• _Текст для чтения_:

▶

Может ли европейский опыт помочь России?

Ваш браузер не поддерживает HTML5

Может ли европейский опыт помочь России?

Яков Кротов: Сегодня наша программа будет посвящена обсуждению вопроса о том - может ли зарубежный, в частности, европейский опыт свободы помочь России? У нас в гостях журналист Александр Подрабинек, культуролог Игорь Яковенко и из Киева историк, специалист по немецкой истории, публицист Андреас Умланд.
Мне кажется, в современной российской журналистике стало почти общим местом сравнивать Россию с послевоенной Германией. Сравнивать в том отношении, что бывает иногда переход страны от тоталитарного режима, деспотизма, бывает переход к демократии и свободе, как это было в Германии после 1945. Но для этого хорошо бы, чтобы страну кто-то оккупировал. Андреас, на Ваш взгляд, это разумное утверждение или не точное?

Андреас Умланд: В чем-то это действительно оправдано, потому что западная оккупация западными странами, особенно, США сыграло некую роль в установлении демократии в Германии. Я не уверен, что все бы это так гладко произошло без этого надзора со стороны США. С другой стороны, я бы сказал, что тут, наверное, даже не столько оккупация сыграла роль, а некое влияние и восприятие со стороны немцев. Они воспринимали идеи, которые им предлагали. Был, конечно, еще тот фактор, что уже был некоторый опыт демократического управления Веймарской республики. Была некая база, на которой все это можно было построить.

◀

• _Письменное задание 1_: Переведите на английский язык следующее предложение из текста о европейском опыте свободы и России: «Они воспринимали идеи, которые им предлагали.»

• _Предоставленные записи_:

▶

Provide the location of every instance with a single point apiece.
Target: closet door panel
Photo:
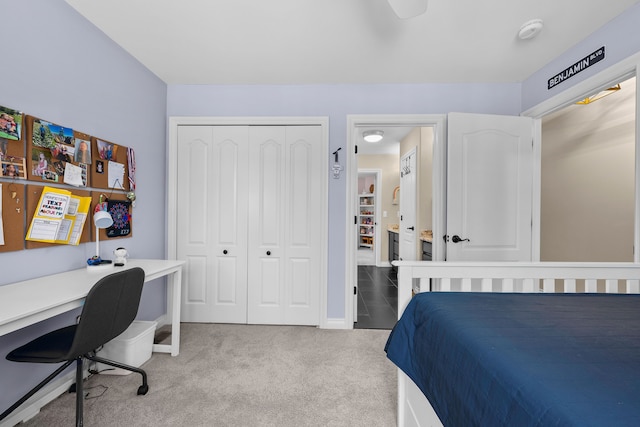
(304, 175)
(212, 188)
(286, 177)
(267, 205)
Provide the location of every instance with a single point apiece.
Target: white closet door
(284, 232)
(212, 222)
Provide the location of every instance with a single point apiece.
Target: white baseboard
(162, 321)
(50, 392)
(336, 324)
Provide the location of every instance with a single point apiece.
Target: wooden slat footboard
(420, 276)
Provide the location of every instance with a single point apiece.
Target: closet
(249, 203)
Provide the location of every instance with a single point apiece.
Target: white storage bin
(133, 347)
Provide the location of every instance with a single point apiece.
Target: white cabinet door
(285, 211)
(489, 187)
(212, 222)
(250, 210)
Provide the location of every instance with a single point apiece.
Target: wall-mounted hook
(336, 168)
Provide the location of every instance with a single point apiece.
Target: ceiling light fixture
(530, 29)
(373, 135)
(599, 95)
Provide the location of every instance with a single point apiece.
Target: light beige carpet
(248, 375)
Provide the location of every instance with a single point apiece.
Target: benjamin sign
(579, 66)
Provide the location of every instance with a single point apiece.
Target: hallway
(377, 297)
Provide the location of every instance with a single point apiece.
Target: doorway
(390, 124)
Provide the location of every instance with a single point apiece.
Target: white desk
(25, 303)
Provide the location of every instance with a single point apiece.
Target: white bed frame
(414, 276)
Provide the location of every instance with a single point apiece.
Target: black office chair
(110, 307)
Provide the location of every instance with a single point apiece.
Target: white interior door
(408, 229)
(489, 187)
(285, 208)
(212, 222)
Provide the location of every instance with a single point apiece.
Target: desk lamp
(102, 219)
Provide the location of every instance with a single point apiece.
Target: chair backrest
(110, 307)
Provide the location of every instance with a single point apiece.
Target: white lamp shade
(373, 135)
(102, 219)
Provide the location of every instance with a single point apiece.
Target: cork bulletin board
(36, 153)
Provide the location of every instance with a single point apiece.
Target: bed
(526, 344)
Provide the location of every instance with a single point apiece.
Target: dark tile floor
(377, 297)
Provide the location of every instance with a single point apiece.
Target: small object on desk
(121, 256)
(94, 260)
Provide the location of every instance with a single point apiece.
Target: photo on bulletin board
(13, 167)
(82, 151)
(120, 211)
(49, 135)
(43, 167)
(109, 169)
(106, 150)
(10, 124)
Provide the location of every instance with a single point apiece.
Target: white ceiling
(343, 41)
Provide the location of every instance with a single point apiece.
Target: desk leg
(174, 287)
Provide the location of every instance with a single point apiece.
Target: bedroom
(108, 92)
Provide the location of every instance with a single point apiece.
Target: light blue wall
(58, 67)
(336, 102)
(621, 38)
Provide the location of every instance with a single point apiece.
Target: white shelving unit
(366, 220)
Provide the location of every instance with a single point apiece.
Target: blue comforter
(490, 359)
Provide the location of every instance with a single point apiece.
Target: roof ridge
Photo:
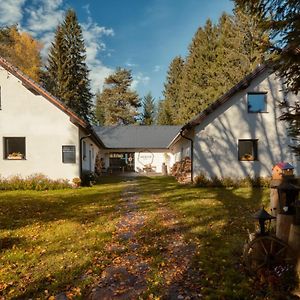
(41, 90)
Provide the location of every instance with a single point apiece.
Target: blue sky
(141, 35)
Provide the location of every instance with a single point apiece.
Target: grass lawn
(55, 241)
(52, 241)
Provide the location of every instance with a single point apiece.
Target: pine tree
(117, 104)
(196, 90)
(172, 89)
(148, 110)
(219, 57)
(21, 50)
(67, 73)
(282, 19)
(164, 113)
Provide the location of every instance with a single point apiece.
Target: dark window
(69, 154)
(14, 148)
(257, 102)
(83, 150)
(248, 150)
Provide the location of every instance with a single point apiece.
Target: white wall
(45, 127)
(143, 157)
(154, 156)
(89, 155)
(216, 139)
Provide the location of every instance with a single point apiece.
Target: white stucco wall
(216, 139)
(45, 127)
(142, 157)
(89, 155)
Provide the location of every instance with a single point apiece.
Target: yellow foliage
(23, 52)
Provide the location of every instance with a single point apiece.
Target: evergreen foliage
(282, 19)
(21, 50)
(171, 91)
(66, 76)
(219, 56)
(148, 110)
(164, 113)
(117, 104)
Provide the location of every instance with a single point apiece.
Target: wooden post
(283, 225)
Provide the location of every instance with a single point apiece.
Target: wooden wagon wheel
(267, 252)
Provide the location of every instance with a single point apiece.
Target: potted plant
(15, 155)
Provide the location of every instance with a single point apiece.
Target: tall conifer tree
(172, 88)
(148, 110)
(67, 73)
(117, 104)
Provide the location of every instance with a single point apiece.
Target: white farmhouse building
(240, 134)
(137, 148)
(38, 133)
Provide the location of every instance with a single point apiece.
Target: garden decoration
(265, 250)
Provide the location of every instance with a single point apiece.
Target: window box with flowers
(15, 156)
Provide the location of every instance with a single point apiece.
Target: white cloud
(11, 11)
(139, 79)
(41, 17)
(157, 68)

◀

• _Письменное задание 2_: Отфильтруйте приведенные выше записи, оставив каждую строку, в которой встречается строка «light». Регистр букв учитывается.

• _Полное решение 1_: They took in the ideas that were offered to them.

• _Полное решение 2_:
Target: ceiling light fixture
Target: light beige carpet
Target: light blue wall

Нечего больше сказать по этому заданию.